START

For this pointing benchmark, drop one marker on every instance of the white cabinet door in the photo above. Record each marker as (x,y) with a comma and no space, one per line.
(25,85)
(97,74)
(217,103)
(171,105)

END

*Task details*
Give an exact repetition of all the material.

*Final answer*
For this pointing benchmark, drop one marker on every instance of the white cabinet door in the photo above. Record each marker as (x,y) with a comma and no space, one per line.
(25,85)
(97,74)
(217,103)
(171,105)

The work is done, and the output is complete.